═════ Page text ═════

Lee
Atwater, GOP political operative and mentor of Karl Rove, was a
Machiavellian conman and a purveyor of sleaze. And through the
various political campaigns he ran, he not only won races, but also
destroyed lives in the process.
I was reminded of all of this when I watched the
recent PBS documentary on Atwater called Boogie Man: The Lee Atwater Story. Even in the already distasteful arena of American
politics, Atwater dared to go where few others had ventured. He
started his career as a protégé of Sen. Strom Thurmond, someone
who thrived on white supremacy and the manipulation of the race
card, yet had a Black daughter and concealed his hypocrisy until
his death.
Obviously, Atwater learned well from his racist mentor.
The father of the modern dirty tricks school of political campaigning,
Atwater helped claim victory for Congressman (later Governor) Carroll
Campbell by characterizing his Jewish opponent, Max Heller, as someone who “should not be elected because he was not a Christian and did
not '’believe Jesus Christ has come yet.’” In addition, Atwater
was the mastermind of the infamous Willie Horton ad, which was used
for George Bush Sr.’s presidential bid against former Massachusetts
Governor Michael Dukakis. The Horton ad — which played on the narrative
of the menacing Black man who rapes White women, and in this case
was supposedly released from prison by Dukakis— represented the
ultimate in the Southern Strategy, that is, the Republican Party’s
raw, unabashed appeals to White Southerners through the invocation
of white-skin solidarity and fear of Black folk. Appointed to Howard
University’s board of trustees in 1989, then-Republican party chair
Atwater was shown the door by Howard’s students, in a level of protest
not seen on that campus since the Vietnam War. As Time magazine reported:
“Outraged
by his appointment in January to the Howard board of trustees,
more than 200 students seized the school's main administration
building in the most intense burst of campus unrest since the
Viet Nam War. Hundreds of other students demonstrated outside,
chanting slogans and demanding Atwater's resignation from the
board. Four days after the rebellion began, with riot police threatening
to storm the building, Atwater stepped down. In a Washington Post
piece…he complained that the students had distorted his record
on civil rights and failed to recognize the good he could do.

═════ Information shown ═════

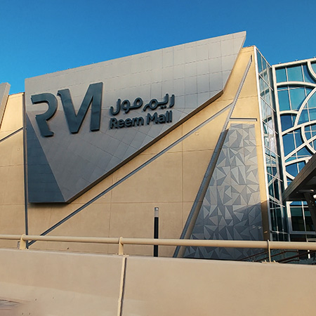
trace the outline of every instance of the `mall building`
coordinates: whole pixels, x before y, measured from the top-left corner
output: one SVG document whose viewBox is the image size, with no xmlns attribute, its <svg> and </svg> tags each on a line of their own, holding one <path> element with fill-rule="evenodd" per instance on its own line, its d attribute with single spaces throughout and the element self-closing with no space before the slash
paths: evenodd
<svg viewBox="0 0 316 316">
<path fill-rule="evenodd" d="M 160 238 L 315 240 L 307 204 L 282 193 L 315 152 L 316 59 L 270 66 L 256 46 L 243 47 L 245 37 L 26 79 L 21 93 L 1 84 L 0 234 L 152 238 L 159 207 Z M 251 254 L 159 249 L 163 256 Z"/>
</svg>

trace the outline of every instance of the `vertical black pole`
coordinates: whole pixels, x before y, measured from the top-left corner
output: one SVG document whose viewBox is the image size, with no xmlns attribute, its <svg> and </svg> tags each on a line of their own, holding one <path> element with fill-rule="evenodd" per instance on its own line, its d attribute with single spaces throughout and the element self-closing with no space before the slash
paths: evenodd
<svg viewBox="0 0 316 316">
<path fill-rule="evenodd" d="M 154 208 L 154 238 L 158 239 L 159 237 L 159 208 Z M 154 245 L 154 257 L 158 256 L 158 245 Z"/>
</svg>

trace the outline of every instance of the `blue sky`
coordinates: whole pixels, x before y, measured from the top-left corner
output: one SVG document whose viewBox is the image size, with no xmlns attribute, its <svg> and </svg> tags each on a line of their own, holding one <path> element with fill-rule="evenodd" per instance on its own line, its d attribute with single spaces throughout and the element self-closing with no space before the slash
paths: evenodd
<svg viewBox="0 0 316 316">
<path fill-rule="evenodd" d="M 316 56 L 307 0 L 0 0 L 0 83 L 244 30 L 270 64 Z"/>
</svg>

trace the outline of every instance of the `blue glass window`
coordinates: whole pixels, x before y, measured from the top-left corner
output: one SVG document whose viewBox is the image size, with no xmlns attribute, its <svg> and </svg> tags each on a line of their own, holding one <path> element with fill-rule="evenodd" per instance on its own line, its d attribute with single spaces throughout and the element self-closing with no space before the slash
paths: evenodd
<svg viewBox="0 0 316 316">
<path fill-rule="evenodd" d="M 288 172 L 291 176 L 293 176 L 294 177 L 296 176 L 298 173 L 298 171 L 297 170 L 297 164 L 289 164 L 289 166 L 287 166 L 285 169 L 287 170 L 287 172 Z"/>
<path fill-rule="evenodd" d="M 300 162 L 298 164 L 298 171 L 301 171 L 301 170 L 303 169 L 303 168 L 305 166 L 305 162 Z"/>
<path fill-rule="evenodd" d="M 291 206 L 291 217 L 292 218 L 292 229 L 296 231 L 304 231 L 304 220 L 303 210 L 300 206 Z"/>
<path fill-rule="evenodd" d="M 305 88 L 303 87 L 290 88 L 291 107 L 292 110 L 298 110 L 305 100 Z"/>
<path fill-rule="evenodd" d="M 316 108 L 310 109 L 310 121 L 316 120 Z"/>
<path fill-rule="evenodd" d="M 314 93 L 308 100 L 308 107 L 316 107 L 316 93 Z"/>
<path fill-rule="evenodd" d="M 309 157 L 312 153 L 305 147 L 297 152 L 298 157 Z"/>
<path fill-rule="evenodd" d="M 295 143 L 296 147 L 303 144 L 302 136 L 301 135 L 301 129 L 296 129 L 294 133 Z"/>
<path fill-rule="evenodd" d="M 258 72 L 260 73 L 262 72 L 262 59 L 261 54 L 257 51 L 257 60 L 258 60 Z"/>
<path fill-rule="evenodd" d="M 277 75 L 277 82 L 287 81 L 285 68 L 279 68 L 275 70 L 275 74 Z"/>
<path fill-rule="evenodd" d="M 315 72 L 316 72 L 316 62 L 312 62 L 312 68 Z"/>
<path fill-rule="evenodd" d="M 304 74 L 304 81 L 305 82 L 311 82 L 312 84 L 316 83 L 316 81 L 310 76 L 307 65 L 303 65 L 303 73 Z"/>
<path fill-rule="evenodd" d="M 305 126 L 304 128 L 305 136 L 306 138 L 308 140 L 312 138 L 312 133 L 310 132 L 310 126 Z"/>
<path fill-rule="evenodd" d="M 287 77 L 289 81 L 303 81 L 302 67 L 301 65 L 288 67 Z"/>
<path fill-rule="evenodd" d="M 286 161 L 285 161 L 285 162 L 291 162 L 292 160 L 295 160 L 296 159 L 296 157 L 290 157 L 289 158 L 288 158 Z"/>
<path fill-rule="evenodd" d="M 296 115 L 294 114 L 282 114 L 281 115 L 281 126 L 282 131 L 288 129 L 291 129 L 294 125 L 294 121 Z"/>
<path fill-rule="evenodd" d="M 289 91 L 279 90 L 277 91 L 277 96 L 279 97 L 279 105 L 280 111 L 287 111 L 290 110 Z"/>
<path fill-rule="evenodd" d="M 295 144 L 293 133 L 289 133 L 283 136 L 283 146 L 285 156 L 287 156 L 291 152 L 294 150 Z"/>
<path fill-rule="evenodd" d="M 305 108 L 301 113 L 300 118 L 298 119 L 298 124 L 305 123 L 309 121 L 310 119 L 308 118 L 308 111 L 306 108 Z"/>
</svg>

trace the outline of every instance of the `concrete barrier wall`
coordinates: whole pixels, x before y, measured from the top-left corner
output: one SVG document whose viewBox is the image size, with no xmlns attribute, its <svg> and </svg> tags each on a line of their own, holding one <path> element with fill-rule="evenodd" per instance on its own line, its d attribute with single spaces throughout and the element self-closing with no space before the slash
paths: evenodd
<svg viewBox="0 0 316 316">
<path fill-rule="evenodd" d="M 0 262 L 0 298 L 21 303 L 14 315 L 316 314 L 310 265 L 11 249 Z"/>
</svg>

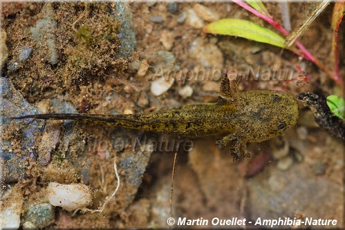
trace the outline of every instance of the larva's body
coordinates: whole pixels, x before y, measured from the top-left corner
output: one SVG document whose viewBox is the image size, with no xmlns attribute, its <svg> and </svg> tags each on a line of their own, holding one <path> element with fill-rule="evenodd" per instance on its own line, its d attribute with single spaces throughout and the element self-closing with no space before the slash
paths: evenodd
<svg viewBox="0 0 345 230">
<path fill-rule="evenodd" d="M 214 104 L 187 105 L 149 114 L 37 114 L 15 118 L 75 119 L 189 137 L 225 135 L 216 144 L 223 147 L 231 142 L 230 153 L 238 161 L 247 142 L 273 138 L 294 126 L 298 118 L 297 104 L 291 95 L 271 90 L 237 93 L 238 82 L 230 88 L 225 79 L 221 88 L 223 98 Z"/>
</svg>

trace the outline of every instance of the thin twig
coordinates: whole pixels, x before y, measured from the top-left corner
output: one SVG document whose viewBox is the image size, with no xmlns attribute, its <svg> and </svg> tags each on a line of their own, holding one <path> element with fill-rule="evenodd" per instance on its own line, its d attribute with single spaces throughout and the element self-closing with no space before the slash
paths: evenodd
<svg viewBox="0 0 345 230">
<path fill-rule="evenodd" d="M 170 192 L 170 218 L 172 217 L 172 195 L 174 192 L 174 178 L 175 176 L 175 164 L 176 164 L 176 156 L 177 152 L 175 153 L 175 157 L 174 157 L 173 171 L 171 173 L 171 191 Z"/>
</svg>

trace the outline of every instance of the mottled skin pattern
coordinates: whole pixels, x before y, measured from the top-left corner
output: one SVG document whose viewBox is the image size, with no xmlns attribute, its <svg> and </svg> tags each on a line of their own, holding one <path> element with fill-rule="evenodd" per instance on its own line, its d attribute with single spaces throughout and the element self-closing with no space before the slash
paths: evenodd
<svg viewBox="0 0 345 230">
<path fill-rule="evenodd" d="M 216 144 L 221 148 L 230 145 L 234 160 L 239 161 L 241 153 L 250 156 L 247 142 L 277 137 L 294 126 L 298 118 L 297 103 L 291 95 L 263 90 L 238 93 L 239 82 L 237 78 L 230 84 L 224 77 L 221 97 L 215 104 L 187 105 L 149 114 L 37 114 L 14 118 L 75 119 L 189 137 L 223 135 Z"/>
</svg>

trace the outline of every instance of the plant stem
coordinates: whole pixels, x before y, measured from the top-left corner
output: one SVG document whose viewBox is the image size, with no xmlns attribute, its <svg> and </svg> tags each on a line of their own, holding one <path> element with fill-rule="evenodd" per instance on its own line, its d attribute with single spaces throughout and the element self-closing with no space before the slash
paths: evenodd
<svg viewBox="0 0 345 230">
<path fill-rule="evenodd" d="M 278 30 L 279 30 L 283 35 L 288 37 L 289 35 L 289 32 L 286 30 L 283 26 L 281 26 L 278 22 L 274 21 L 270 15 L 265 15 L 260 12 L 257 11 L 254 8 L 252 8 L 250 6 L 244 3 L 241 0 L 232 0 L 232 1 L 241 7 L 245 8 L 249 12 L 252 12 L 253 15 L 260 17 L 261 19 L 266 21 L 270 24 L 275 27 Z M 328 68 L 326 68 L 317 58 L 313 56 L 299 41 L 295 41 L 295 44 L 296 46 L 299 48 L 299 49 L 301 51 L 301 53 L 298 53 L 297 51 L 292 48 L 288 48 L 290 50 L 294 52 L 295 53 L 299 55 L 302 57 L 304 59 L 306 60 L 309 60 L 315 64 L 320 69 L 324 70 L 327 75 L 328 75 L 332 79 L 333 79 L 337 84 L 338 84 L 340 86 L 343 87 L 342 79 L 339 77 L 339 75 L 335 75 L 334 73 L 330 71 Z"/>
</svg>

═════

■ Work to complete:
A) Answer these questions using the Atwater commentary, one answer per line, marked the same way.
(i) Which documentary about Atwater did the writer watch?
(ii) Whose presidential bid was the Willie Horton ad used for?
(iii) How many students seized Howard's main administration building?
B) Pick up the commentary on Lee Atwater after its last sentence and continue it.
The records were drawn from a separate source.

■ Answers to the exercises:
A)
(i) The PBS documentary Boogie Man: The Lee Atwater Story.
(ii) George Bush Sr.'s presidential bid against former Massachusetts Governor Michael Dukakis.
(iii) More than 200.

B)
Wrote Atwater: ‘I had a lot to offer Howard.’
Atwater's
appointment to the board was a marriage of convenience. The R.N.C.
chairman wanted better ties with the black community, and Howard
President James Cheek was eager to curry favor with the new Administration….Howard's
students, however, were not so willing to go along. Atwater's
appointment, declared an editorial in Hilltop, the campus newspaper,
undermined ‘the principles this school was founded on.’”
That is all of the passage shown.